**Records for this task**
* Start *

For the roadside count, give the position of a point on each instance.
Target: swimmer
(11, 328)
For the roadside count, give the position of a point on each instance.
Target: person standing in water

* End *

**What to do**
Please copy every line of the items above word for word.

**Answer to this exercise**
For the roadside count, give the position of a point on each instance.
Target: swimmer
(11, 328)
For the roadside count, give the position of a point on each instance.
Target: person standing in water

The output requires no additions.